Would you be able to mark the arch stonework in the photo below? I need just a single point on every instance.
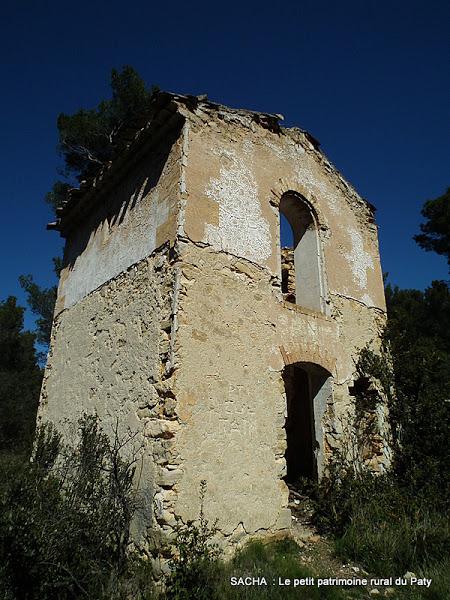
(175, 323)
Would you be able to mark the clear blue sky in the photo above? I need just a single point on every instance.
(368, 78)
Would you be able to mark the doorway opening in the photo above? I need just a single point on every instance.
(308, 389)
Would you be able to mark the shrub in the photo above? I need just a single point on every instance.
(196, 559)
(65, 518)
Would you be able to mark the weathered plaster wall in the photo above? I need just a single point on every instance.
(130, 221)
(235, 336)
(171, 318)
(108, 356)
(236, 174)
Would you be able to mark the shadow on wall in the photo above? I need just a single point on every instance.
(115, 203)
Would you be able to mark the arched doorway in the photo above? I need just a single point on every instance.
(308, 389)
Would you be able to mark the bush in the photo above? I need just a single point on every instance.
(65, 519)
(195, 562)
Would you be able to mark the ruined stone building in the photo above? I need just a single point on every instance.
(180, 315)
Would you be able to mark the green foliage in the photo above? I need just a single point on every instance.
(435, 234)
(399, 521)
(65, 519)
(58, 194)
(195, 560)
(42, 303)
(20, 380)
(391, 532)
(86, 138)
(272, 561)
(419, 336)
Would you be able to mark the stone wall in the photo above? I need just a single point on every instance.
(175, 320)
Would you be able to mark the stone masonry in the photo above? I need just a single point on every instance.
(180, 318)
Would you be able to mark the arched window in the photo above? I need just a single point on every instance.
(301, 262)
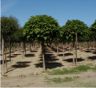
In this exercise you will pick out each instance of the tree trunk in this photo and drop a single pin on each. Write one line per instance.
(63, 50)
(76, 41)
(10, 50)
(43, 55)
(24, 47)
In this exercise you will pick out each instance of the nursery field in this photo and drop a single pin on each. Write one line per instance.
(27, 71)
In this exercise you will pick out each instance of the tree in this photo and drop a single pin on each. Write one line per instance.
(9, 25)
(74, 31)
(93, 32)
(40, 28)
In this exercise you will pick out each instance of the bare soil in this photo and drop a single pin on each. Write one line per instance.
(27, 71)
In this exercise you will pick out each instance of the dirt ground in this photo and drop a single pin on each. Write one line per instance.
(27, 71)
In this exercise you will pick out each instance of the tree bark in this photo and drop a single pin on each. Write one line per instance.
(76, 41)
(43, 55)
(10, 50)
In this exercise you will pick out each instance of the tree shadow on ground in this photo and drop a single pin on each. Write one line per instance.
(29, 55)
(49, 57)
(94, 52)
(71, 59)
(92, 57)
(33, 51)
(21, 64)
(47, 50)
(49, 62)
(12, 56)
(49, 65)
(66, 54)
(16, 54)
(88, 50)
(1, 61)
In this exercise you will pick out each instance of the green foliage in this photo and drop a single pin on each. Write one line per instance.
(40, 27)
(9, 25)
(74, 26)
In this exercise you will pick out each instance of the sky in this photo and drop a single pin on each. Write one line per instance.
(61, 10)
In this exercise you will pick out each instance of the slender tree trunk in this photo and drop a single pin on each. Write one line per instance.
(24, 47)
(3, 65)
(30, 47)
(63, 50)
(76, 41)
(43, 55)
(10, 50)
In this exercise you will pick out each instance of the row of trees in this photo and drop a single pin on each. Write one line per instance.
(45, 30)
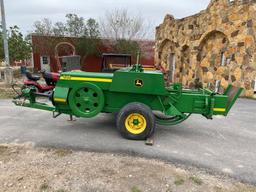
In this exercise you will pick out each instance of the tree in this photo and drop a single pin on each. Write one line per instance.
(127, 47)
(124, 30)
(90, 43)
(44, 27)
(19, 47)
(118, 24)
(75, 25)
(59, 29)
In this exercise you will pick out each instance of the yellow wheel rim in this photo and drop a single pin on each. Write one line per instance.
(135, 123)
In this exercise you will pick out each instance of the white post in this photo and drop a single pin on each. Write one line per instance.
(8, 70)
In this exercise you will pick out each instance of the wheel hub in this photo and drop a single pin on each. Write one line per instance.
(135, 123)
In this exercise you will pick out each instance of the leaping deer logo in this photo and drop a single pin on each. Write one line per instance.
(138, 83)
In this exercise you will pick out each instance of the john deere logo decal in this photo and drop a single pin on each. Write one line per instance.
(138, 83)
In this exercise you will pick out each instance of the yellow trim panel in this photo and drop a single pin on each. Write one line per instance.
(86, 79)
(60, 100)
(219, 109)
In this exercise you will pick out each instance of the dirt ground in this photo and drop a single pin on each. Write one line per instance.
(24, 168)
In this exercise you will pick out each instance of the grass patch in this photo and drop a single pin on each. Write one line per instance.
(6, 94)
(60, 190)
(196, 180)
(136, 189)
(44, 187)
(179, 181)
(62, 152)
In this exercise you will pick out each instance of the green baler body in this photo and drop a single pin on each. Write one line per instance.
(128, 85)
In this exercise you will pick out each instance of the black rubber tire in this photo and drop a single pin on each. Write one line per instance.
(139, 108)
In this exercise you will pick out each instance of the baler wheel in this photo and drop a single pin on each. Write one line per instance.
(136, 121)
(86, 100)
(170, 120)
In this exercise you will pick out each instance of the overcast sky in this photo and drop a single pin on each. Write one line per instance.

■ What you have to do:
Repeat the material line for line. Pictures stay out of the copy.

■ Result below:
Would you be able to mark the arch stonework in the photo below? I need just a single point on every instance.
(175, 323)
Would you be able to mark the clear blue sky in the photo above? I need just a single point on every instance.
(368, 78)
Would you be able to mark the doorway opening in the photo above? I need just a single point on every instance.
(308, 389)
Would you be able to mark the shrub in the photo above? I need just a single point on every instance.
(196, 559)
(65, 518)
Would you be able to mark the weathered plaster wall in the photo above? I need just a single point on every instance.
(130, 221)
(235, 336)
(171, 318)
(108, 356)
(236, 174)
Would you be able to mark the shadow on wall in the photo above? I need just a single point on every instance.
(115, 203)
Would you be able to mark the arched doorway in the photo above? I need just a single point on every instance.
(308, 389)
Would you be able to mark the bush in the photo above? I need just a single point on every instance.
(65, 519)
(195, 562)
Would you be able to mark the ruined stone building in the photo above? I need just a single point on every instance.
(180, 315)
Would you be able to mark the green foliage in the photo above? I need just a single point on every instance.
(435, 234)
(399, 521)
(65, 519)
(58, 194)
(195, 560)
(42, 303)
(20, 380)
(391, 532)
(86, 138)
(272, 561)
(419, 336)
Would you be able to mark the stone wall in the photo above? I need just a single point on every instance.
(175, 320)
Would you be able to mark the stone masonry in the photo above? I need just a single point on every instance.
(180, 318)
Would you be able to mark the arched window in the photo above? I need just a single point on every instance.
(301, 262)
In this exercise you will pick out each instance of the tree trunk in this photo and drop a single pin on each. Write one line per instance.
(63, 50)
(76, 41)
(10, 50)
(43, 55)
(24, 47)
In this exercise you will pick out each instance of the nursery field in this photo and drop a single pin on each. Write one line per instance.
(27, 71)
In this exercise you will pick out each instance of the tree in this photo and drop a single pin on each. Write one line per instance.
(9, 25)
(74, 31)
(93, 32)
(40, 28)
In this exercise you will pick out each instance of the bare soil in this photo and drop a single pin on each. Write one line per instance.
(27, 71)
In this exercise you will pick out each instance of the dirt ground in this photo and drop a single pin on each. Write one line per instance.
(27, 71)
In this exercise you will pick out each instance of the tree bark in this photo and drop a single pin on each. Write one line per instance.
(76, 41)
(43, 55)
(10, 50)
In this exercise you will pick out each instance of the tree shadow on ground in this photo and drop a single pin on each. Write one line per instance.
(29, 55)
(49, 57)
(94, 52)
(71, 59)
(92, 57)
(33, 51)
(21, 64)
(47, 50)
(49, 62)
(12, 56)
(49, 65)
(66, 54)
(16, 54)
(88, 50)
(1, 61)
In this exercise you will pick out each instance of the green foliage in this photo and drop a single pin on each. Write one line per instance.
(40, 27)
(9, 25)
(74, 26)
In this exercise you will pick out each instance of the sky in this photo and drop a single pin on each. Write one line per instance.
(61, 10)
In this exercise you will pick out each instance of the slender tree trunk in this photo and drop a single pin on each. Write one line per instance.
(24, 47)
(3, 65)
(30, 47)
(63, 50)
(76, 41)
(43, 55)
(10, 50)
In this exercise you will pick out each instance of the row of trees in this photo and drop a single pin on each. Write one line per instance.
(45, 30)
In this exercise you will pick out each instance of the tree in this photo and drop a single pin on each. Write one line per instance.
(127, 47)
(124, 30)
(90, 43)
(44, 27)
(19, 47)
(118, 24)
(75, 25)
(59, 29)
In this exercise you will pick out each instance of the yellow wheel rim in this photo and drop a single pin on each. Write one line per instance.
(135, 123)
In this exercise you will pick out each instance of the white post in this photo and drop a single pin on each. Write one line per instance.
(8, 70)
In this exercise you will pick out each instance of the wheel hub in this photo and drop a single pin on each. Write one line per instance.
(135, 123)
In this exercise you will pick out each instance of the leaping deer logo in this photo and drop a single pin on each. Write one line per instance.
(138, 83)
In this exercise you will pick out each instance of the john deere logo decal in this photo and drop a single pin on each. Write one line per instance.
(138, 83)
In this exercise you will pick out each instance of the yellow trim panel in this photo and drop a single pin on each. Write one line per instance.
(86, 79)
(60, 100)
(219, 109)
In this exercise you will pick out each instance of the dirt ground in this photo and drop a single pin on each. Write one line per instance.
(24, 168)
In this exercise you will pick out each instance of the grass patch in this photo and drop a single pin on each. Write one line per instance.
(6, 94)
(60, 190)
(196, 180)
(136, 189)
(44, 187)
(179, 181)
(62, 152)
In this exercise you will pick out each instance of the green baler body in this photo and drop a single pin on each. Write one line per instance.
(128, 85)
In this exercise you will pick out each instance of the black rubber tire in this photo and drop a single pin on each. Write one line per instance.
(139, 108)
In this exercise you will pick out each instance of the baler wheel in this photo and drop a single pin on each. Write one line per instance.
(136, 121)
(86, 100)
(170, 120)
In this exercise you will pick out each instance of the overcast sky in this photo and drop a single pin on each. Write one line per instance.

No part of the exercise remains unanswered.